> Texto fornecido:
■ ■ ■ ■ ■ ■ ■

Os impostos sobre patrimônio também são mais baixos no Brasil. Eles
alcançaram 3,9% da carga tributária em 2013. Já no Reino Unido, na
Colômbia e na Argentina os impostos sobre patrimônio representaram,
respectivamente, 12,3%; 10,6% e 9,2% da carga total.
O Imposto sobre a Propriedade de Veículos Automotores (IPVA), o
Imposto sobre a Propriedade Predial e Territorial Urbana (IPTU), o
Imposto sobre Transmissão de Bens Imóveis (ITBI) e o Imposto sobre
Transmissão Causa Mortis e Doação (ITCMD) representam, respectivamente,
1,7%, 1,4%, 0,6% e 0,2% da arrecadação brasileira.
A participação do Imposto Territorial Rural (ITR) é de 0,04%do total.
Não passa despercebido que o Brasil é um país extenso, conformado por
vastas áreas rurais.
O Imposto de Renda de Pessoa Física (IRPF) representou 2,7% do
produto brasileiro em 2013. Nos países que integram a OCDE, esse valor
corresponde a 8,5%, em média. Mesmo ao se comparar com países com níveis
de renda semelhante, observa-se que no Brasil a relação é inferior. Na
Turquia, por exemplo, é 13,5% e no México 13,6%.

■ ■ ■ ■ ■ ■ ■

> Listagem de dados:
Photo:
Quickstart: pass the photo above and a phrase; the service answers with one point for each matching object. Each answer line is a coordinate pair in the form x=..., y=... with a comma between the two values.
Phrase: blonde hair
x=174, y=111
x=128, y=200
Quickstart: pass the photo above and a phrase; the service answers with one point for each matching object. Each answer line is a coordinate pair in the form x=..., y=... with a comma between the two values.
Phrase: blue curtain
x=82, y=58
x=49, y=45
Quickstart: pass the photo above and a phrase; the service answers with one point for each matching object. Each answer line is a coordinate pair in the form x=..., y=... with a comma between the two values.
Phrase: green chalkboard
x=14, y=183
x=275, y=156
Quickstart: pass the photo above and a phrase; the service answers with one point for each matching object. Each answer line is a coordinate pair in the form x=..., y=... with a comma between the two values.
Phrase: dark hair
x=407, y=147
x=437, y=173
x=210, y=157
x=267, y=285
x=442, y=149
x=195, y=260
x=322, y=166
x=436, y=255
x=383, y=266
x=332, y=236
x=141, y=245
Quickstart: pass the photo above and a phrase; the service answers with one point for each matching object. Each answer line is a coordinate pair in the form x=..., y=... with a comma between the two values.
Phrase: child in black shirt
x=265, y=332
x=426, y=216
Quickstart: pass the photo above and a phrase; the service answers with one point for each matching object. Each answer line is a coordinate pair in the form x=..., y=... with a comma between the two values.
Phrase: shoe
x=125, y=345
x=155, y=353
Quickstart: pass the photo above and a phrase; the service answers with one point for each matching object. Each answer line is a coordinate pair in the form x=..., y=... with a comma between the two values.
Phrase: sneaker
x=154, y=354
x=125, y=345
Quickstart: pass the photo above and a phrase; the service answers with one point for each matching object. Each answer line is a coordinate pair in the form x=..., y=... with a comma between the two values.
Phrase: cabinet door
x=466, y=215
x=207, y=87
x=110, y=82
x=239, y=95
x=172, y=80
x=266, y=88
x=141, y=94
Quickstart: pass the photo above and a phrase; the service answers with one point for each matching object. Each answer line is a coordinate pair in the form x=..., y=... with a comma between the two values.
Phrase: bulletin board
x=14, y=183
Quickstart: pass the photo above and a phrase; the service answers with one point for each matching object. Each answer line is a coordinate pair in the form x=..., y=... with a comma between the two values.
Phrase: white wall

■ ■ ■ ■ ■ ■ ■

> Questões para estudo:
(1) No texto sobre impostos no Brasil, reescreva de forma mais curta o parágrafo que começa com "Os impostos sobre patrimônio também são mais baixos", mantendo os fatos principais.
(2) Transcreva do texto sobre impostos no Brasil a passagem que vai de "O Imposto sobre a" até "no México 13,6%.".

> Respostas por item:
(1) Em 2013, os impostos sobre patrimônio responderam por apenas 3,9% da carga tributária brasileira. No Reino Unido, na Colômbia e na Argentina, essa fatia foi de 12,3%, 10,6% e 9,2%, respectivamente.

(2)
O Imposto sobre a Propriedade de Veículos Automotores (IPVA), o
Imposto sobre a Propriedade Predial e Territorial Urbana (IPTU), o
Imposto sobre Transmissão de Bens Imóveis (ITBI) e o Imposto sobre
Transmissão Causa Mortis e Doação (ITCMD) representam, respectivamente,
1,7%, 1,4%, 0,6% e 0,2% da arrecadação brasileira.
A participação do Imposto Territorial Rural (ITR) é de 0,04%do total.
Não passa despercebido que o Brasil é um país extenso, conformado por
vastas áreas rurais.
O Imposto de Renda de Pessoa Física (IRPF) representou 2,7% do
produto brasileiro em 2013. Nos países que integram a OCDE, esse valor
corresponde a 8,5%, em média. Mesmo ao se comparar com países com níveis
de renda semelhante, observa-se que no Brasil a relação é inferior. Na
Turquia, por exemplo, é 13,5% e no México 13,6%.